══ EXCERTO FORNECIDO

Paulo, que não quer revelar o apelido por ter uma profissão que envolve exposição pública, estava a fazer compras numa loja de roupa, calçado e acessórios quando tirou a carteira do bolso traseiro das calças, questionou-se acerca do cartão com o qual pagaria e passou os dedos rapidamente por todos aqueles que levava consigo. Escolheu um contactless, isto é, que não necessita da introdução de um PIN para que um débito seja realizado, e efetuou o pagamento. Como estava com os dois filhos, ainda pequenos, distraiu-se e somente se apercebeu de que não tinha a carteira quando chegou a casa.
«Sinceramente, eu acho que foi algum cliente ou ‘falso cliente’ que estava na fila, atrás de mim, que pôs a mão no meu bolso sem eu dar por nada ou alguém que se dirige a estas lojas já atento a quem faz pagamentos com cartões contactless. Fiz queixa e a PSP disse-me que este modus operandi dos criminosos é muito comum desde que esta tecnologia apareceu», conta ao Nascer do SOL, garantindo que cancelou, de imediato e via telefónica, aquele cartão, mas entretanto já tinham sido feitas três compras no valor de 50 euros. Isto é, perfazem os 150 diários permitidos pelas entidades bancárias.

════
══ DADOS APRESENTADOS

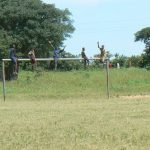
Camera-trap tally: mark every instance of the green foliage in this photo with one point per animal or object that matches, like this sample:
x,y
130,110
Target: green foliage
x,y
121,59
31,23
144,36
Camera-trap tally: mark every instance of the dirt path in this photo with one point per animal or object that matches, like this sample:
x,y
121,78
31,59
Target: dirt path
x,y
136,97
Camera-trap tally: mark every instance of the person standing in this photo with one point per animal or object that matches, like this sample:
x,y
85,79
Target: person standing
x,y
85,59
13,57
56,53
31,55
102,52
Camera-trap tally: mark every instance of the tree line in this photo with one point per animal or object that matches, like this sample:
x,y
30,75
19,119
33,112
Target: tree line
x,y
31,24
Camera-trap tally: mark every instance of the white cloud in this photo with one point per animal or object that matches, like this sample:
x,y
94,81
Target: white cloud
x,y
76,2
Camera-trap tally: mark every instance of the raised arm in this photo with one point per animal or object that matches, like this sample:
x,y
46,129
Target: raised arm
x,y
50,42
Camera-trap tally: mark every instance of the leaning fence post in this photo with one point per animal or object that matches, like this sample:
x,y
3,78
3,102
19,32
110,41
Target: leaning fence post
x,y
4,90
107,77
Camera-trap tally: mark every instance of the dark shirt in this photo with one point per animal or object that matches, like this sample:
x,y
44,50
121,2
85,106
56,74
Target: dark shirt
x,y
83,55
12,55
56,53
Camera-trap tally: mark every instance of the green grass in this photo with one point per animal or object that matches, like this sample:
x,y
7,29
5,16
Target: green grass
x,y
79,84
78,124
70,111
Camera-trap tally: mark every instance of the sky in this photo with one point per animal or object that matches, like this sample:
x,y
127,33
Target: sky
x,y
111,22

════

# EXERCÍCIO PROPOSTO 1:
Indique se cada afirmação concorda com o excerto sobre o furto da carteira, respondendo sim ou não e citando as palavras decisivas: (a) Paulo pagou com um cartão que exige a introdução de um PIN. (b) Paulo estava acompanhado pelos dois filhos. (c) Paulo cancelou o cartão através da internet.
# EXERCÍCIO PROPOSTO 2:
De acordo com o excerto sobre o furto da carteira, que valor diário permitem as entidades bancárias?
# EXERCÍCIO PROPOSTO 3:
Prossiga o excerto sobre o furto da carteira a partir da última frase apresentada.

# RESULTADO DO EXERCÍCIO 1:
(a) Não: «Escolheu um contactless, isto é, que não necessita da introdução de um PIN para que um débito seja realizado».
(b) Sim: «Como estava com os dois filhos, ainda pequenos».
(c) Não: «cancelou, de imediato e via telefónica, aquele cartão».

# RESULTADO DO EXERCÍCIO 2:
150 euros.

# RESULTADO DO EXERCÍCIO 3:
«Fizeram compras na zona da restauração, numa sapataria e numa muito famosa que vende doces no espaço de pouco mais de 1h», explica, adiantando que, mais do que o dinheiro perdido, aquilo que mais o perturba é a perda dos documentos. «Isto aconteceu há pouco tempo e ainda estou atrapalhado com a renovação dos documentos. São só burocracias e, claro, mais despesas. Parece-me que quem faz isto tem experiência e não é propriamente iniciante. Deve ter sido alguém, talvez até mais do que uma pessoa, que está habituada a roubar os outros desta forma».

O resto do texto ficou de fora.